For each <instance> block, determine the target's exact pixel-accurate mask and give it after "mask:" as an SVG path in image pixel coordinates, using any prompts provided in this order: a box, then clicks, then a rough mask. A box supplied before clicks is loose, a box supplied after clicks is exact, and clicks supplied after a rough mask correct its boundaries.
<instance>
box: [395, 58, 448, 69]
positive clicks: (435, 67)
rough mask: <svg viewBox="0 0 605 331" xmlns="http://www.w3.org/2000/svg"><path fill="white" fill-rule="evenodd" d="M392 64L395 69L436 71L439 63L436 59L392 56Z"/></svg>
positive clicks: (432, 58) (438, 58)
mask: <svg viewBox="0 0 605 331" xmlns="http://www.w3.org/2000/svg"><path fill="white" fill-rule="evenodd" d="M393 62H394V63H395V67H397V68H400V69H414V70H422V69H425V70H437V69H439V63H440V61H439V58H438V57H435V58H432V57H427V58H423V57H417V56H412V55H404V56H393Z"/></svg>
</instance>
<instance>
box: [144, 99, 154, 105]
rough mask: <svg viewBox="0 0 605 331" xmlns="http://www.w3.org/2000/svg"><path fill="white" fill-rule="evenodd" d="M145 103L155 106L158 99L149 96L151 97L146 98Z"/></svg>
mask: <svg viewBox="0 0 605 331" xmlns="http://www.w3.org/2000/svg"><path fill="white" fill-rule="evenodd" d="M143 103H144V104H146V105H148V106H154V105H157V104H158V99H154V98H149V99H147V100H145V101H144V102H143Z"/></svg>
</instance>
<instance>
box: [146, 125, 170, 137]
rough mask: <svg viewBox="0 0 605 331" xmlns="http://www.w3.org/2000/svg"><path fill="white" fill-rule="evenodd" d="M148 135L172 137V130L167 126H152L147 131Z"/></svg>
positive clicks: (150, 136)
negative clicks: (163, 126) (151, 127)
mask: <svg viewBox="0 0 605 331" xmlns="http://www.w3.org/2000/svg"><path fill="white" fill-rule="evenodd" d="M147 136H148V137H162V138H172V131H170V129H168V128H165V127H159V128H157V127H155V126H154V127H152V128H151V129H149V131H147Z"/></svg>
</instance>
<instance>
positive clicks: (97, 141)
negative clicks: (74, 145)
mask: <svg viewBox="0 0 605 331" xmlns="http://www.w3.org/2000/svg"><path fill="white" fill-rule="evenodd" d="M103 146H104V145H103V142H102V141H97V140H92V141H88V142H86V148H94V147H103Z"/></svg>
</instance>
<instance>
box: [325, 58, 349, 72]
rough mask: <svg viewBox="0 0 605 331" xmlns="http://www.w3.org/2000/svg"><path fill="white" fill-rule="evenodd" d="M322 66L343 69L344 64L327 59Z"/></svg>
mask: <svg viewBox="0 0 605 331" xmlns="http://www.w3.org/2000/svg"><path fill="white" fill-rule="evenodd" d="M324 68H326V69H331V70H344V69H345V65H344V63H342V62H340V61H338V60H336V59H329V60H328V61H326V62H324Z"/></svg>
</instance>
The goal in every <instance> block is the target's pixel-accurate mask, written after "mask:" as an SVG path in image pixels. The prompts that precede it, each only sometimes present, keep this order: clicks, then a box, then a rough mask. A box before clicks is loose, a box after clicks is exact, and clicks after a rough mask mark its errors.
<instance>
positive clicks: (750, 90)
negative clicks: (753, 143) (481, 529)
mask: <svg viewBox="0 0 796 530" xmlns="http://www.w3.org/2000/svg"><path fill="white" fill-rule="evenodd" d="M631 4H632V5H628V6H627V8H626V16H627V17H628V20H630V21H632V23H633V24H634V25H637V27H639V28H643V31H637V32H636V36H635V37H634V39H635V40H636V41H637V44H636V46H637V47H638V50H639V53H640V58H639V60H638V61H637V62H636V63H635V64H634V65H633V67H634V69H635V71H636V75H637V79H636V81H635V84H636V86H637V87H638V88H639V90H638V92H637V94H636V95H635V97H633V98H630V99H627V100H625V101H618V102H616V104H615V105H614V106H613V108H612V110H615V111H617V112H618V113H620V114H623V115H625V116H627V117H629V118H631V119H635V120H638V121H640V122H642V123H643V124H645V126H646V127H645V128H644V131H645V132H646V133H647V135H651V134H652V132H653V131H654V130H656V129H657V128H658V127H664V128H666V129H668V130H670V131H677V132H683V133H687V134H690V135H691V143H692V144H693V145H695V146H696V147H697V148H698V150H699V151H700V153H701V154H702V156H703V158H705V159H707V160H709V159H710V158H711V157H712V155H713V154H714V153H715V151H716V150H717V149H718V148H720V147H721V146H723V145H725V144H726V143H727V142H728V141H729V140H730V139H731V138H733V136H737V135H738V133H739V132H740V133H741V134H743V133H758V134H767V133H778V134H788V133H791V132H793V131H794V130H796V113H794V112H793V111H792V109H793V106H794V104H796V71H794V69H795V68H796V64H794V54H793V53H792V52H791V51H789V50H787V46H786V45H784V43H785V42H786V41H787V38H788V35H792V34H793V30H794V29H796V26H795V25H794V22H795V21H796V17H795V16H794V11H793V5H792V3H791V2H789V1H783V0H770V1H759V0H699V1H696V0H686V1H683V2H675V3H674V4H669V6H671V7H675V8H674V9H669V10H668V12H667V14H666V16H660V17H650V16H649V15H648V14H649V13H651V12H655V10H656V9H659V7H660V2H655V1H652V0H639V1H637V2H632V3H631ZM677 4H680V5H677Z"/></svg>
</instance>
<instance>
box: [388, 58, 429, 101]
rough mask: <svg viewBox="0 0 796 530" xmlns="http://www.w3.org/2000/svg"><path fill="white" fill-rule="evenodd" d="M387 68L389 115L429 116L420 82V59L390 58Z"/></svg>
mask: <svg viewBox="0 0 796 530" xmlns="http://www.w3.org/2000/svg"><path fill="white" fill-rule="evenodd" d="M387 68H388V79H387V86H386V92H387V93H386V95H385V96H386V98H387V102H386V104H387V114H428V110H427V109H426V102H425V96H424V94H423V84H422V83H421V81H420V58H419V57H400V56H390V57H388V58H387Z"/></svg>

** WHAT IS NEEDED **
Each record must be transcribed exactly, with nothing left out.

** EXERCISE RESPONSE **
For each <instance> block, determine the target's exact pixel-accurate mask and give it after "mask:" as an SVG path in image pixel coordinates, using any prompts provided in this order: a box, then clicks, then a rough mask. A box supplied before clicks is loose, a box supplied after clicks is exact, and clicks supplied after a rough mask correct its boundaries.
<instance>
box: [395, 58, 448, 69]
positive clicks: (435, 67)
rough mask: <svg viewBox="0 0 605 331" xmlns="http://www.w3.org/2000/svg"><path fill="white" fill-rule="evenodd" d="M392 64L395 69L436 71L439 63L436 59L392 56Z"/></svg>
positive clicks: (432, 58) (438, 58)
mask: <svg viewBox="0 0 605 331" xmlns="http://www.w3.org/2000/svg"><path fill="white" fill-rule="evenodd" d="M393 62H394V63H395V67H397V68H400V69H414V70H422V69H425V70H437V69H439V63H440V61H439V58H438V57H435V58H432V57H427V58H423V57H417V56H412V55H404V56H393Z"/></svg>
</instance>
<instance>
box: [144, 99, 154, 105]
rough mask: <svg viewBox="0 0 605 331" xmlns="http://www.w3.org/2000/svg"><path fill="white" fill-rule="evenodd" d="M145 103L155 106L158 99L149 96L151 97L146 98Z"/></svg>
mask: <svg viewBox="0 0 605 331" xmlns="http://www.w3.org/2000/svg"><path fill="white" fill-rule="evenodd" d="M143 103H144V104H146V105H148V106H154V105H157V104H158V99H154V98H149V99H147V100H145V101H144V102H143Z"/></svg>
</instance>
<instance>
box: [146, 125, 170, 137]
rough mask: <svg viewBox="0 0 605 331" xmlns="http://www.w3.org/2000/svg"><path fill="white" fill-rule="evenodd" d="M148 135L172 137V130L167 126H152L147 131Z"/></svg>
positive clicks: (150, 136)
negative clicks: (163, 126) (151, 127)
mask: <svg viewBox="0 0 605 331" xmlns="http://www.w3.org/2000/svg"><path fill="white" fill-rule="evenodd" d="M147 136H148V137H162V138H172V131H170V129H168V128H165V127H159V128H157V127H155V126H154V127H152V128H151V129H149V131H147Z"/></svg>
</instance>
<instance>
positive clicks: (97, 141)
negative clicks: (74, 145)
mask: <svg viewBox="0 0 605 331" xmlns="http://www.w3.org/2000/svg"><path fill="white" fill-rule="evenodd" d="M103 146H104V145H103V142H102V141H97V140H92V141H88V142H86V148H94V147H103Z"/></svg>
</instance>
<instance>
box: [325, 58, 349, 72]
rough mask: <svg viewBox="0 0 605 331" xmlns="http://www.w3.org/2000/svg"><path fill="white" fill-rule="evenodd" d="M322 66L343 69L344 64L327 59Z"/></svg>
mask: <svg viewBox="0 0 605 331" xmlns="http://www.w3.org/2000/svg"><path fill="white" fill-rule="evenodd" d="M324 68H326V69H331V70H344V69H345V65H344V63H342V62H340V61H338V60H336V59H329V60H328V61H326V62H324Z"/></svg>
</instance>
The goal in every <instance> block is the target's pixel-accurate mask, written after "mask:" as an SVG path in image pixels. The prompts that precede it, each only sometimes present, keep this order: clicks, then a box, then a rough mask. A box before clicks is loose, a box after clicks is exact, and clicks after a rough mask mark its errors.
<instance>
positive clicks: (750, 90)
negative clicks: (753, 143) (481, 529)
mask: <svg viewBox="0 0 796 530" xmlns="http://www.w3.org/2000/svg"><path fill="white" fill-rule="evenodd" d="M631 4H632V5H628V6H627V8H626V16H627V17H628V20H630V21H632V23H633V24H634V25H637V27H639V28H643V31H637V32H636V36H635V37H634V39H635V40H636V41H637V44H636V46H637V47H638V50H639V53H640V58H639V60H638V61H637V62H636V63H635V64H634V65H633V67H634V69H635V71H636V75H637V79H636V81H635V84H636V86H637V87H638V88H639V90H638V92H637V94H636V95H635V97H633V98H630V99H627V100H625V101H618V102H616V104H615V105H614V106H613V108H612V110H615V111H617V112H618V113H620V114H623V115H625V116H627V117H629V118H631V119H635V120H638V121H640V122H642V123H643V124H645V126H646V127H645V128H644V131H645V132H646V133H647V135H651V134H652V132H653V131H654V130H656V129H657V128H658V127H664V128H666V129H668V130H670V131H677V132H683V133H687V134H690V135H691V143H692V144H693V145H695V146H696V147H697V148H698V150H699V151H700V153H701V154H702V156H703V158H705V159H707V160H709V159H710V158H711V157H712V155H713V154H714V153H715V151H716V150H717V149H718V148H720V147H721V146H723V145H725V144H726V143H727V142H728V141H729V140H730V139H731V138H733V136H737V135H738V133H739V132H740V133H741V134H743V133H758V134H767V133H778V134H788V133H791V132H793V131H794V130H796V113H794V112H793V111H792V109H793V106H794V104H796V71H794V69H795V68H796V64H794V54H793V53H792V52H791V51H789V50H787V46H786V45H784V43H785V42H786V41H787V38H788V35H792V34H793V30H794V29H796V26H795V25H794V22H795V21H796V17H795V16H794V11H793V5H792V3H791V2H789V1H783V0H770V1H759V0H699V1H696V0H686V1H683V2H675V3H674V4H669V6H671V7H675V8H674V9H669V10H668V12H667V14H666V16H660V17H650V16H649V15H648V14H649V13H651V12H655V10H656V9H659V7H660V2H655V1H652V0H639V1H637V2H632V3H631ZM677 4H680V5H677Z"/></svg>
</instance>
<instance>
box: [388, 58, 429, 101]
rough mask: <svg viewBox="0 0 796 530" xmlns="http://www.w3.org/2000/svg"><path fill="white" fill-rule="evenodd" d="M387 68L389 115L429 116L420 82V59L390 58Z"/></svg>
mask: <svg viewBox="0 0 796 530" xmlns="http://www.w3.org/2000/svg"><path fill="white" fill-rule="evenodd" d="M387 68H388V79H387V86H386V92H387V93H386V95H385V96H386V98H387V102H386V104H387V114H428V110H427V109H426V102H425V96H424V94H423V84H422V83H421V81H420V58H419V57H400V56H390V57H388V58H387Z"/></svg>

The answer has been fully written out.